[Region labeling records]
■ ■ ■ ■ ■

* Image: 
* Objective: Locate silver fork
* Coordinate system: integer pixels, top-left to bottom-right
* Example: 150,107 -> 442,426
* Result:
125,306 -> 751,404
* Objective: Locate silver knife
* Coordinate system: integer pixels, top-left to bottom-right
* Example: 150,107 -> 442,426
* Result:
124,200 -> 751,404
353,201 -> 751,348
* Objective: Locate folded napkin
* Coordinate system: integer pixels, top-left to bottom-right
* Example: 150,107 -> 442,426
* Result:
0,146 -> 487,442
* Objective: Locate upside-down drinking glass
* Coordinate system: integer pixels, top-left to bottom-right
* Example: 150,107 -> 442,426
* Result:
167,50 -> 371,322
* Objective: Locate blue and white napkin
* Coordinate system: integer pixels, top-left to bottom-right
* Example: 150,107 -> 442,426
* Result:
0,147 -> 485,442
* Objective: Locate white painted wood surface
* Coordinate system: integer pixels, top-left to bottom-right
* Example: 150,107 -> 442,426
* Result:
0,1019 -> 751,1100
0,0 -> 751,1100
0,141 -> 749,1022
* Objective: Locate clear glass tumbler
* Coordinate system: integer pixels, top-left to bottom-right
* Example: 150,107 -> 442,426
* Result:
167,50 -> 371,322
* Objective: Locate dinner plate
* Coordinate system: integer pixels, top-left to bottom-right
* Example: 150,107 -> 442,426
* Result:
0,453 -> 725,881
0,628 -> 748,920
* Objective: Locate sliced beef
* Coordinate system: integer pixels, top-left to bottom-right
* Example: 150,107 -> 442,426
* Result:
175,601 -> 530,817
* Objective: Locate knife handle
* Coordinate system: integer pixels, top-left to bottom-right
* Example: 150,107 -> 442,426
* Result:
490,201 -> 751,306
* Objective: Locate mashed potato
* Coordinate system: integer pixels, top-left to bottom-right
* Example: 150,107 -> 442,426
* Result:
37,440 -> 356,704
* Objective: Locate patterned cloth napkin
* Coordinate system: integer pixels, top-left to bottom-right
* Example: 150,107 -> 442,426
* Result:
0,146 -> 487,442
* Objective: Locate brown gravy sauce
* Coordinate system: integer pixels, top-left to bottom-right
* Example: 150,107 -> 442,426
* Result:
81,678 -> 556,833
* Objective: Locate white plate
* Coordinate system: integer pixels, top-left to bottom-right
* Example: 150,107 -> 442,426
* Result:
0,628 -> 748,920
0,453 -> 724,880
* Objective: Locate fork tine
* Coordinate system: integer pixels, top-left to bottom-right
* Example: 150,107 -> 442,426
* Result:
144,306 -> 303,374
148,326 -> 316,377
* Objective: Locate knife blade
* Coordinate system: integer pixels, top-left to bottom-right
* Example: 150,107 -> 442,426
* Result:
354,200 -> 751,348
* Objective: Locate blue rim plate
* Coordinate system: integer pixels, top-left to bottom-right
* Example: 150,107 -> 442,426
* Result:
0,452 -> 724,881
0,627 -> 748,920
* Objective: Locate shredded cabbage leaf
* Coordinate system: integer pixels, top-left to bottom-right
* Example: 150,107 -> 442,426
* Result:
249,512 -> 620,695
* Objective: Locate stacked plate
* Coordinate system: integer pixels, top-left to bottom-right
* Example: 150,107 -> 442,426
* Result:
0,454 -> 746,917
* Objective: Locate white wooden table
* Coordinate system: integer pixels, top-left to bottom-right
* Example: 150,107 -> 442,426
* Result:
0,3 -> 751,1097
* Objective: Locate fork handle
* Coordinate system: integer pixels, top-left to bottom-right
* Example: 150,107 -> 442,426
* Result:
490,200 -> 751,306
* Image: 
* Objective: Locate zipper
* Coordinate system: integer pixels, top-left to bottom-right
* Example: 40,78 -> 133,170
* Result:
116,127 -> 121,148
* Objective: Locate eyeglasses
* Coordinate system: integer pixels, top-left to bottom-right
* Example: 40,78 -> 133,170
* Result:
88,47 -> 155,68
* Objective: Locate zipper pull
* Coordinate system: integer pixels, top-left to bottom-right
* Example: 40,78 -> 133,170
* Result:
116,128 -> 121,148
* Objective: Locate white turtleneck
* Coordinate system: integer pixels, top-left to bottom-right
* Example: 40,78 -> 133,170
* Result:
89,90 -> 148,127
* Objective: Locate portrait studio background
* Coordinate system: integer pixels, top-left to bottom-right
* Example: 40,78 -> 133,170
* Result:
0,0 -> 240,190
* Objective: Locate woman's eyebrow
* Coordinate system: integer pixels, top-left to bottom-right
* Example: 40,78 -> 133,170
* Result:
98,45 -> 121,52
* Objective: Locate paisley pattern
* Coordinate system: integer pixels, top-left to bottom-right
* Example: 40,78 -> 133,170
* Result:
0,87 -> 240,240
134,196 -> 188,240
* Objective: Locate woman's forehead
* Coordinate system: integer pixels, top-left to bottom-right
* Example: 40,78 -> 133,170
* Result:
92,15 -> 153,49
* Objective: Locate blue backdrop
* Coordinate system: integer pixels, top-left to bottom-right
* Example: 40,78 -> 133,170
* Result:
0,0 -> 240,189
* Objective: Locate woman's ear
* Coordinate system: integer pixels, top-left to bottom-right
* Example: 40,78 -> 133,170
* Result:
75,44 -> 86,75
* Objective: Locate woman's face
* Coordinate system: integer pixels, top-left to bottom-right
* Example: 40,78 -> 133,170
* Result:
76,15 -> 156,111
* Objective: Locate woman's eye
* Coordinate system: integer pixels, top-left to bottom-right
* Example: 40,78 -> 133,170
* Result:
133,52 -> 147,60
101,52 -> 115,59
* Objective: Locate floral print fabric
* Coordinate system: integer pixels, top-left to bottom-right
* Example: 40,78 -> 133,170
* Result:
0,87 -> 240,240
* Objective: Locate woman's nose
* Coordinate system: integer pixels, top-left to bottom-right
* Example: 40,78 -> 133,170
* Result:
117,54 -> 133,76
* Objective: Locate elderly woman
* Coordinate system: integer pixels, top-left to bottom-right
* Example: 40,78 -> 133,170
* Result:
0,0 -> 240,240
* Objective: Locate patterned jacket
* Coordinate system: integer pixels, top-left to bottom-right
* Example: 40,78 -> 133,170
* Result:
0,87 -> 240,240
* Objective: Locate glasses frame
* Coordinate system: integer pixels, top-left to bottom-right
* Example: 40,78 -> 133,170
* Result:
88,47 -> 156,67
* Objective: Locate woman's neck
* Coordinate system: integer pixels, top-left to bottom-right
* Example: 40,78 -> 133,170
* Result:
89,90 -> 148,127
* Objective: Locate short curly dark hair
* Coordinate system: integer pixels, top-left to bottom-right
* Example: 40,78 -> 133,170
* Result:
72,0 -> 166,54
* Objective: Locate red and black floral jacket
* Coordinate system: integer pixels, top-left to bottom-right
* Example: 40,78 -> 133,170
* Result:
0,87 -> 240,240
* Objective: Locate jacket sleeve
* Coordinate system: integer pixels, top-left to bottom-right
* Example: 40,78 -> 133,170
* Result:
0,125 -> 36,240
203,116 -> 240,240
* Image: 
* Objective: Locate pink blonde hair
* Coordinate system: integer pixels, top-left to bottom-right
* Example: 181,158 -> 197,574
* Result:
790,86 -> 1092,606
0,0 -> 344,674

■ ■ ■ ■ ■

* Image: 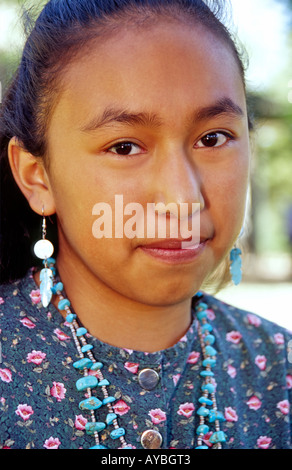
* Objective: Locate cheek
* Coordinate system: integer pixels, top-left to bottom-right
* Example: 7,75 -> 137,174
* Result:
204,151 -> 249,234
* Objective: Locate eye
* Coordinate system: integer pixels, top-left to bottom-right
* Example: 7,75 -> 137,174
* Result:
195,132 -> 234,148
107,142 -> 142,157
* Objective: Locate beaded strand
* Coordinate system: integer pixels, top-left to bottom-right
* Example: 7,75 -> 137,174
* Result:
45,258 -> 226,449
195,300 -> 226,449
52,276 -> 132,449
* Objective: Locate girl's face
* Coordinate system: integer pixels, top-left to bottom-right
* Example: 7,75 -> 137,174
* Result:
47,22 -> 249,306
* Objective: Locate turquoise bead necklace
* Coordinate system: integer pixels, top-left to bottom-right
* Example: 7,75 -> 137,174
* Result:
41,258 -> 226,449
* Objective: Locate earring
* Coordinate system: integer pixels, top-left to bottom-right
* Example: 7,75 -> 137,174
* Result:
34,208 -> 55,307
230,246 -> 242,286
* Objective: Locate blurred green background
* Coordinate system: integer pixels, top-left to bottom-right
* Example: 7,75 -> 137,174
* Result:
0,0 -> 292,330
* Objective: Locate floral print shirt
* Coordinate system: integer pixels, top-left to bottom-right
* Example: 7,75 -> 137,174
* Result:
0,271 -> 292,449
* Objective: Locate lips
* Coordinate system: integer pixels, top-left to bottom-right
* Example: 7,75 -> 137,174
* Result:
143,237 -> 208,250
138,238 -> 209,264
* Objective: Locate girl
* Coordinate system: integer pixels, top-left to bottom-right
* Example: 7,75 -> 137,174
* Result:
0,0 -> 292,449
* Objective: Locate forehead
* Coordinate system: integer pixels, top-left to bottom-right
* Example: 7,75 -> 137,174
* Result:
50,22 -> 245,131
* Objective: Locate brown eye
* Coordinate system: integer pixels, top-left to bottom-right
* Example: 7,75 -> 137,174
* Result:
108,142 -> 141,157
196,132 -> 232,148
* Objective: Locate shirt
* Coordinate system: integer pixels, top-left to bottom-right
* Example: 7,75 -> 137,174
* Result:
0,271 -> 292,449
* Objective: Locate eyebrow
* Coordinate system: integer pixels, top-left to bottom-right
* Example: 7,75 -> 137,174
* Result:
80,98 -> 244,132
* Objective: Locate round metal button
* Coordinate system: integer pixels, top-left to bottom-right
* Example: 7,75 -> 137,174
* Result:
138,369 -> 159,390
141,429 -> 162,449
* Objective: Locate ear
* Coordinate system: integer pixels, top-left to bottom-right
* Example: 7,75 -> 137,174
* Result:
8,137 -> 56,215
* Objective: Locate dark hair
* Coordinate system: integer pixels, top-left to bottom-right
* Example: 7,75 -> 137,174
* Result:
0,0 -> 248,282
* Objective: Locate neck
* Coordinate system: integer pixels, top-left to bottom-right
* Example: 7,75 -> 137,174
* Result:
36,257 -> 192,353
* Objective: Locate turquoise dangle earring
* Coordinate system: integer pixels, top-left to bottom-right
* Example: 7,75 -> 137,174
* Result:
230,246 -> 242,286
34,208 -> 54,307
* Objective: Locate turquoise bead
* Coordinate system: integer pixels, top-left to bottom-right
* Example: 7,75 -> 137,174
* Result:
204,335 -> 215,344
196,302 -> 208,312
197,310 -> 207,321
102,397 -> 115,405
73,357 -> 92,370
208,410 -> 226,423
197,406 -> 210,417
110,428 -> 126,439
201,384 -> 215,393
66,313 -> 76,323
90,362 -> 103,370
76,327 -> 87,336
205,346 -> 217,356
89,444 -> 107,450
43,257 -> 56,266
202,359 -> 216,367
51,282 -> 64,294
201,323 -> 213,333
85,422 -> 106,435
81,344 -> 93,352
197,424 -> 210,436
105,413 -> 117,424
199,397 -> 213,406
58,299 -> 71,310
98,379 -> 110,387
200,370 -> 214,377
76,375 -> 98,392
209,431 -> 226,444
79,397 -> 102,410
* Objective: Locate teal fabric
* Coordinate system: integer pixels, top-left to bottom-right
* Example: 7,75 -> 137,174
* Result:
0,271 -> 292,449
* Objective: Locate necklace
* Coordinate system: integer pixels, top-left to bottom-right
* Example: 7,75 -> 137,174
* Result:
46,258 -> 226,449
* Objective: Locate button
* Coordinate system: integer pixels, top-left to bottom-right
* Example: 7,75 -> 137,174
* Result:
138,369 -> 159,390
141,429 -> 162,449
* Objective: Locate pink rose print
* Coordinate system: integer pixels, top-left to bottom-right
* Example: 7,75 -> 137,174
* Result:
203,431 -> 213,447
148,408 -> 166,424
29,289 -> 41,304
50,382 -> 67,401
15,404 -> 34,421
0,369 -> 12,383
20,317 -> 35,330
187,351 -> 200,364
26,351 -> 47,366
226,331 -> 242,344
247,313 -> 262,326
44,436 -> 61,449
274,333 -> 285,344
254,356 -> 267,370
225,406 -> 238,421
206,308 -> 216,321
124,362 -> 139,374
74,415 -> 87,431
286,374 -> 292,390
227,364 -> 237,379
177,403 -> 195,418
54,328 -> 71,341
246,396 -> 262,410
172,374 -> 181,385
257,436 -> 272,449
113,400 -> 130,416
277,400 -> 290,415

■ ■ ■ ■ ■

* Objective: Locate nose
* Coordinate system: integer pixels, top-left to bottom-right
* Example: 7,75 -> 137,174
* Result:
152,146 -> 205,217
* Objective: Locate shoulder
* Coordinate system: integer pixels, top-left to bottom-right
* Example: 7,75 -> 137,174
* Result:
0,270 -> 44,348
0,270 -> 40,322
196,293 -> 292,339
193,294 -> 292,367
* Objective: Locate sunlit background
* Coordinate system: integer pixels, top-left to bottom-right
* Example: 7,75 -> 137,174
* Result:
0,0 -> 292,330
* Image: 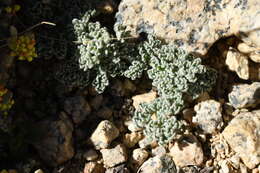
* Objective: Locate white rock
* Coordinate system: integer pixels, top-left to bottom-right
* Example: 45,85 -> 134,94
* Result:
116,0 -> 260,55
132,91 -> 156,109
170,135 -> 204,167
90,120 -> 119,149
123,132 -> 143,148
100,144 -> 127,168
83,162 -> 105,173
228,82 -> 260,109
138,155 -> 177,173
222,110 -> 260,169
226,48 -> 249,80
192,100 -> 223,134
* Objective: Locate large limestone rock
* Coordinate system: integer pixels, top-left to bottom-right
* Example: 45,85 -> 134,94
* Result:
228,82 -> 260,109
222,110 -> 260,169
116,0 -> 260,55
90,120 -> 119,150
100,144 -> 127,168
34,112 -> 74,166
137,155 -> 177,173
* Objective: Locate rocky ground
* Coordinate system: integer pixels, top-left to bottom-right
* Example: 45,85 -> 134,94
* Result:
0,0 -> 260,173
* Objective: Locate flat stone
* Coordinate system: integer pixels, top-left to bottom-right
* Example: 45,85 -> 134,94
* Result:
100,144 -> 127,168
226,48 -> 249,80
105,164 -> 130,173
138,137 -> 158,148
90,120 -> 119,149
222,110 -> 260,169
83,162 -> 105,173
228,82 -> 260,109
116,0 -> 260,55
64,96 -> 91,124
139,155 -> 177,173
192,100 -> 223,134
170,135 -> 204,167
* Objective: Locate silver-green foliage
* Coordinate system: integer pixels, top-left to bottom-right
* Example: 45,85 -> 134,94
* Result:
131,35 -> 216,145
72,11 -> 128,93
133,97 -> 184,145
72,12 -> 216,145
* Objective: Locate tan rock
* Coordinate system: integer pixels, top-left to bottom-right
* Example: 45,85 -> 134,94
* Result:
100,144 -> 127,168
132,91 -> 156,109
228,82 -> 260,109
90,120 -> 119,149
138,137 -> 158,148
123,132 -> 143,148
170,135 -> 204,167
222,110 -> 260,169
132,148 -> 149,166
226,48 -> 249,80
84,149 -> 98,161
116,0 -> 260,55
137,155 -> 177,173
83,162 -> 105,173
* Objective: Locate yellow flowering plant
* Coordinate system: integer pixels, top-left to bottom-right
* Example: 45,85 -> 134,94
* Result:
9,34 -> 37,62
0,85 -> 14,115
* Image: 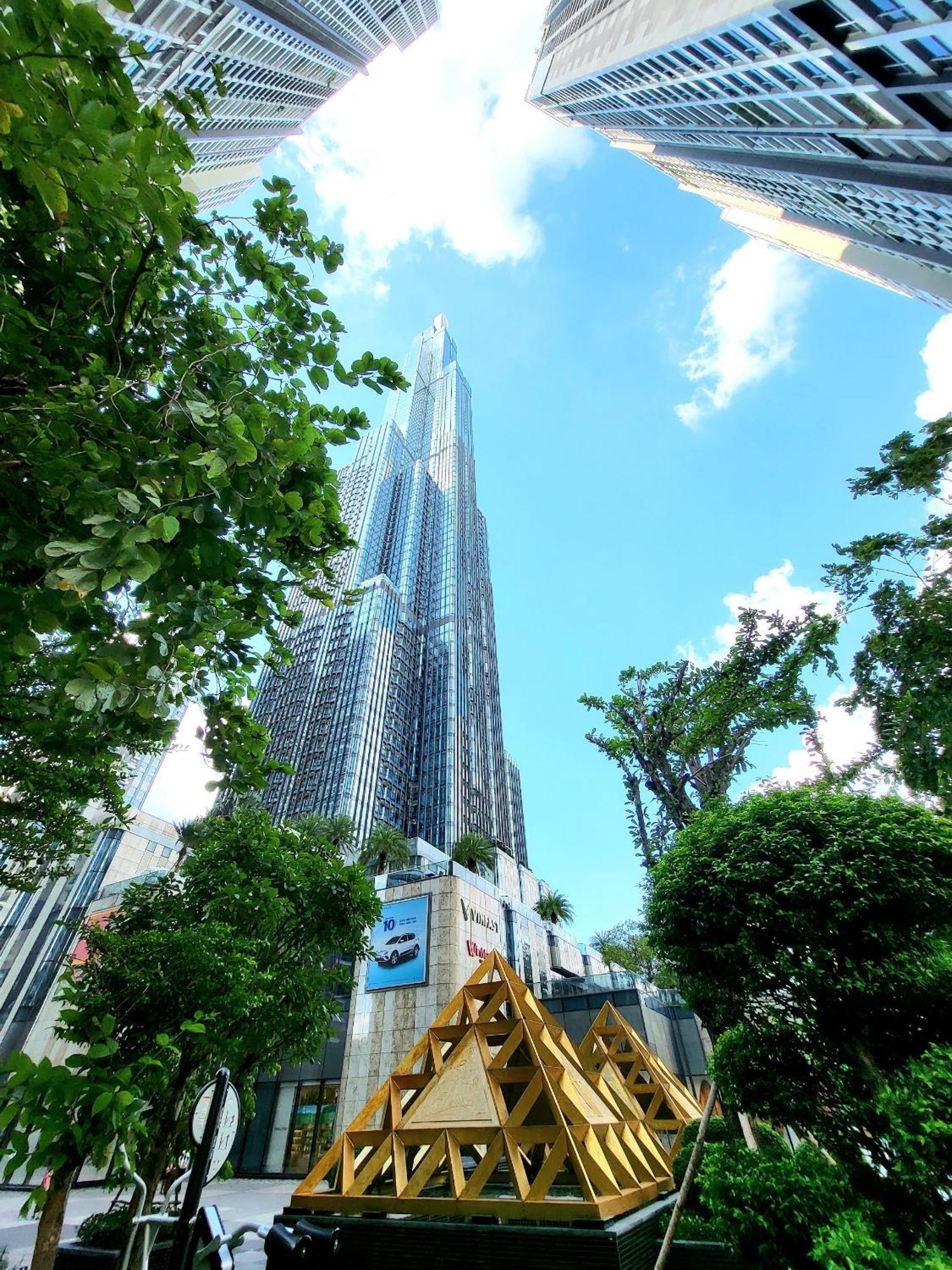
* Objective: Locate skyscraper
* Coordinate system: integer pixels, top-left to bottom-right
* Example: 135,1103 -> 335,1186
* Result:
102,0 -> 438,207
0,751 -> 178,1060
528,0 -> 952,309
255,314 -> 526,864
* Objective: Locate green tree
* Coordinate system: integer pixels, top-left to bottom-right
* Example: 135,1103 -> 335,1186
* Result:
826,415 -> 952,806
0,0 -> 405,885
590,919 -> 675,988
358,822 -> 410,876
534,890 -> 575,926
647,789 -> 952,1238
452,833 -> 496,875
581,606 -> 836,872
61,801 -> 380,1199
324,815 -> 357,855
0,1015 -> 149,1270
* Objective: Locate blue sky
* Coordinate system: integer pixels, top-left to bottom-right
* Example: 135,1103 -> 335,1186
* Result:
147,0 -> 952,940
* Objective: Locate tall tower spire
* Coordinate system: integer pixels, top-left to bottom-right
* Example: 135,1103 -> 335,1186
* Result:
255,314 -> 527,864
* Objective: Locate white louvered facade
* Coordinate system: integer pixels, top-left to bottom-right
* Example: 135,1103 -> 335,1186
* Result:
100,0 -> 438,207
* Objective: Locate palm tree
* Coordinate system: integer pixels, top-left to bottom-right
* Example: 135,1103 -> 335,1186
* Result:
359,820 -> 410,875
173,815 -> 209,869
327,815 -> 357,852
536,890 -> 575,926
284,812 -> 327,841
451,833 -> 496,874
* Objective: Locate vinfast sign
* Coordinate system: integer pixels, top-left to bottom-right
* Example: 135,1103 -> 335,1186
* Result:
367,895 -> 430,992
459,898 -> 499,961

■ ■ ■ ■ ■

## [Given request]
Convert the part of the listing above that opens with the line containing "clear glass tumbler" and closes with the line containing "175,601 -> 530,817" into a JSON list of strings, one string per line, leaving out blank lines.

## [Exercise result]
[
  "* Objective: Locate clear glass tumbler",
  "* Coordinate system: integer pixels, top-left to bottom-right",
  "* Example: 150,107 -> 442,426",
  "* Result:",
  "167,50 -> 371,322",
  "* Objective: Locate dinner plate",
  "* Coordinate system: integer pixels, top-left to bottom-right",
  "* Example: 150,107 -> 442,426",
  "* Result:",
  "0,453 -> 725,881",
  "0,628 -> 748,920",
  "* Objective: Locate sliced beef",
  "* Coordinate system: integer pixels, top-left to bottom-right",
  "* Example: 150,107 -> 442,426",
  "* Result:",
  "175,601 -> 530,817"
]